**EXERCISES TO COMPLETE**:
- 1) In the passage on sustainable dairy farming, what is the largest source of emissions in fresh milk production?
- 2) Rewrite the part of the sustainable dairy farming passage from "Nestlé is exploring" up to and including "including dairy livestock.", replacing "suppliers" with "vendors".
- 3) Continue the passage on Nestlé's research into lowering dairy emissions from the point where it stops.

**GIVEN PASSAGE**:
Content starts

Finding Sustainable Farming Solutions

Farming

Milk is an essential source of nutrients, like protein, calcium, and vitamins, and provides several health benefits across life stages. On World Milk Day, Nestlé highlights its research into new technologies to reduce dairy's impact on the environment and its work to implement solutions at scale.

Nestlé is exploring different approaches to reduce dairy's greenhouse gas emissions. The company works with farmers, suppliers, leading universities, industry organisations, start-ups, and local governments to research, test, validate and scale up different agricultural solutions and technologies, including dairy livestock.

One area of research is on feed supplements that can reduce methane emissions from enteric fermentation, the cow's digestion process and the largest source of emissions in fresh milk production. In the United States, for instance, Nestlé is facilitating research to assess the efficacy and the human, animal and environmental health and safety aspects of feed supplements, which can potentially reduce enteric methane emissions.

The second most significant source of greenhouse gas emissions on a dairy farm is the feed for cows, for example, from its production, storage, and disposal.

Content ends

**SUPPLIED ENTRIES**:

Content starts

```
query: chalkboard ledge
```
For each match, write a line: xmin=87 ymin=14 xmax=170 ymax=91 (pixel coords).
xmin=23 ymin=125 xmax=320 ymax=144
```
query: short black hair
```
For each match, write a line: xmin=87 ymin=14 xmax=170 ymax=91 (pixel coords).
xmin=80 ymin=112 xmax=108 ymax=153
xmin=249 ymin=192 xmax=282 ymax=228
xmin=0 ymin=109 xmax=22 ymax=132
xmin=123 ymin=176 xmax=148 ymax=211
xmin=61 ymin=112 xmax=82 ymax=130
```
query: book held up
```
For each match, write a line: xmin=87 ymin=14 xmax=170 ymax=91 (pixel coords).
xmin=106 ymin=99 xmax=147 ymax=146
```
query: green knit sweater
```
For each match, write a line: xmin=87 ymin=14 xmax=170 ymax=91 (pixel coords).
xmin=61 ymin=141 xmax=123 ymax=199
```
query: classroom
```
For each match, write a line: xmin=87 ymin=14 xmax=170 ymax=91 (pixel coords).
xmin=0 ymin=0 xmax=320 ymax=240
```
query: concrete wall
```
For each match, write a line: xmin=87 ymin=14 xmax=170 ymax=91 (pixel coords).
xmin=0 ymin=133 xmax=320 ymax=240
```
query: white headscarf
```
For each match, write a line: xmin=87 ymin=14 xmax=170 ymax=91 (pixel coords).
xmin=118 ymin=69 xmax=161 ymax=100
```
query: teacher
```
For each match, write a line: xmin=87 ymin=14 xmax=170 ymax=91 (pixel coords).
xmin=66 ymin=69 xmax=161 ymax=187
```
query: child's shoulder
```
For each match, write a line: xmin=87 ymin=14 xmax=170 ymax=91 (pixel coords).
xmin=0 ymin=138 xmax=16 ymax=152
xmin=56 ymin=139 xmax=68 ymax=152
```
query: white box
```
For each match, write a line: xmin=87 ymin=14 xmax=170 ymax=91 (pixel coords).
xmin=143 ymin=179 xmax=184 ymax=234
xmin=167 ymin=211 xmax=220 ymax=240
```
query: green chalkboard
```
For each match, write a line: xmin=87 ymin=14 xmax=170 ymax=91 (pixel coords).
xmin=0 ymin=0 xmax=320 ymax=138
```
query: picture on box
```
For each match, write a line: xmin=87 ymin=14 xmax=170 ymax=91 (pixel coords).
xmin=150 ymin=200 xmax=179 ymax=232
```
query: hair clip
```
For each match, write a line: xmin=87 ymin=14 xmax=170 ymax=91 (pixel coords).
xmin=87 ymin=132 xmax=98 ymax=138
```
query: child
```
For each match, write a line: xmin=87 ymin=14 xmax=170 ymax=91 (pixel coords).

Content ends

**ANSWER SECTION**:
- 1) Enteric fermentation, the cow's digestion process.

- 2)
Nestlé is exploring different approaches to reduce dairy's greenhouse gas emissions. The company works with farmers, vendors, leading universities, industry organisations, start-ups, and local governments to research, test, validate and scale up different agricultural solutions and technologies, including dairy livestock.

- 3)
Nestlé is working with farmers to implement regenerative agriculture practices, such as introducing cover crops or more widespread use of organic fertilisers in feed production to cut emissions. Farmers on one of Nestlé's pilot farms in South Africa, for instance, are growing their multi-species pasture for animal feed while reducing the use of chemical fertilisers. This helps improve soil quality, which enables more carbon capture. The company also supports farmers in calculating exactly how much feed cows need based on factors like weight, age, and gestation period to reduce overfeeding and waste.

Better manure management will also help reduce dairy farm emissions. In Mexico, cow manure is separated into liquids and solids. The solids are composted and returned to the soil while the liquid is incorporated into the irrigation system.

In addition to these approaches, Nestlé is working with many more dairy farmers worldwide. Through over 100 full-scale climate projects, farmers are planting trees on existing pastures, introducing multiple species on pastures, establishing new pastures in woodlands (silvopasture), rotating the land where cows graze, collecting and storing manure, and adopting more renewable sources of energy.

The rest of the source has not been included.